| Task to carry out |
Write out each record below exactly, but not the pictures.

Photo-based referring expression data
Segment Open

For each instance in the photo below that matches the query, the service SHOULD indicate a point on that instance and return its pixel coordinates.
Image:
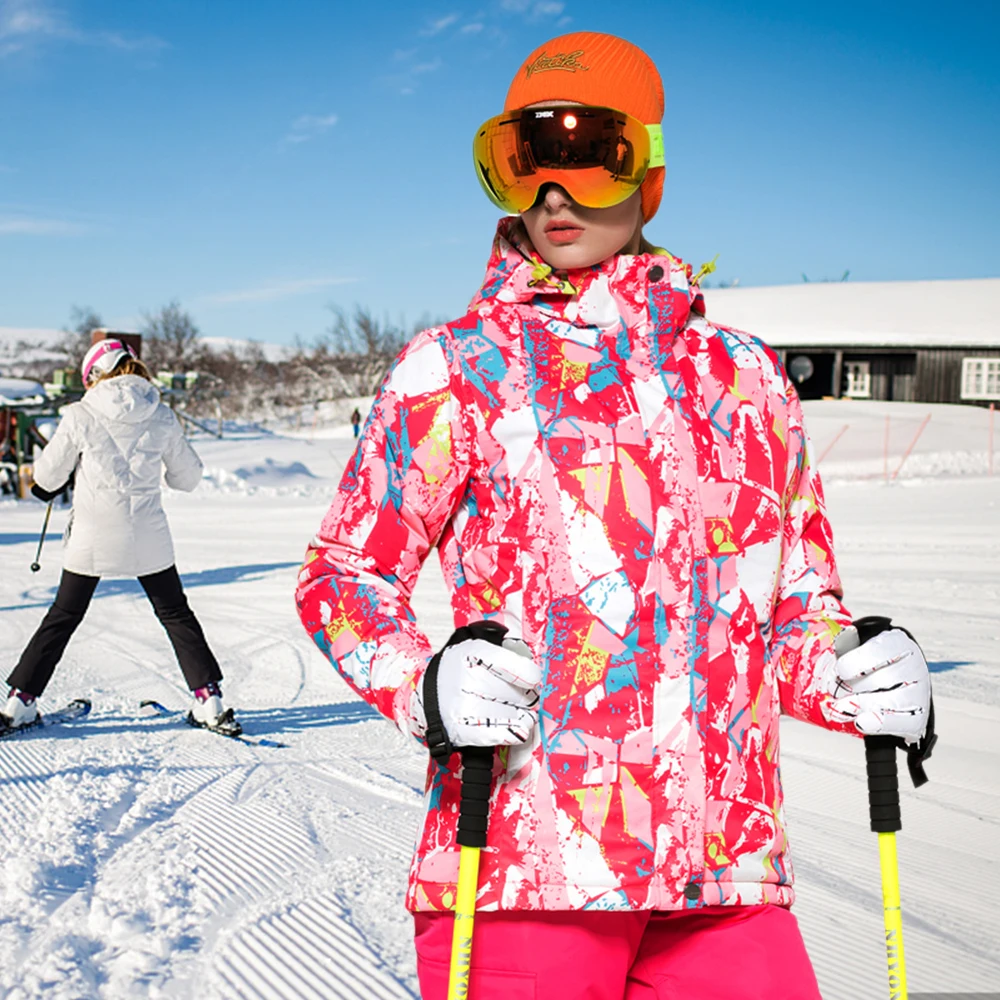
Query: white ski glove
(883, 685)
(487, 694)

Segment Closed

| Written response |
For each instance in the photo below that matches the query, the service SHOULD indicate a point on that instance and return its pixel coordinates.
Image:
Query: white ski glove
(883, 685)
(487, 694)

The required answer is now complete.